Records contained in a dataset
---------------

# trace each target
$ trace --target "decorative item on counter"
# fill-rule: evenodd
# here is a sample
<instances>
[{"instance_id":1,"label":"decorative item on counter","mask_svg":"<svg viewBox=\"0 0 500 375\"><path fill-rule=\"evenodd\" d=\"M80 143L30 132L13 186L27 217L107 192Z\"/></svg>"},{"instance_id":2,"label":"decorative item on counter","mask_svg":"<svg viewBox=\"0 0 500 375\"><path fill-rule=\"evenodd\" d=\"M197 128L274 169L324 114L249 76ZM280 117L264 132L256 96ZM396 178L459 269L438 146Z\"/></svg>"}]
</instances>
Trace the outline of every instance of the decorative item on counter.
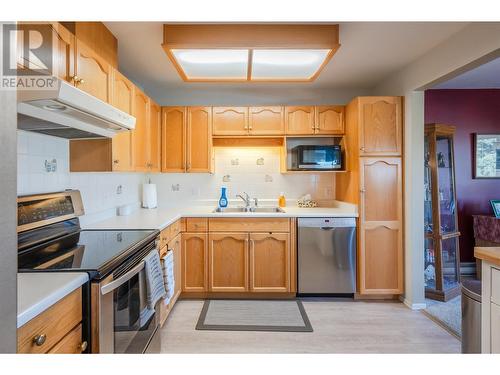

---------------

*What you should do*: Could the data above be reproduced exactly, with the pictures left out?

*Answer to the exercise*:
# trace each target
$ trace --target "decorative item on counter"
# fill-rule: evenodd
# here is a sample
<instances>
[{"instance_id":1,"label":"decorative item on counter","mask_svg":"<svg viewBox=\"0 0 500 375\"><path fill-rule=\"evenodd\" d=\"M80 143L30 132L13 186L27 217L107 192Z\"/></svg>"},{"instance_id":2,"label":"decorative item on counter","mask_svg":"<svg viewBox=\"0 0 500 375\"><path fill-rule=\"evenodd\" d=\"M197 128L274 169L324 114L249 76ZM280 117L264 132L256 96ZM396 178L459 269L438 146Z\"/></svg>"}]
</instances>
Trace the outline of every instance of the decorative item on counter.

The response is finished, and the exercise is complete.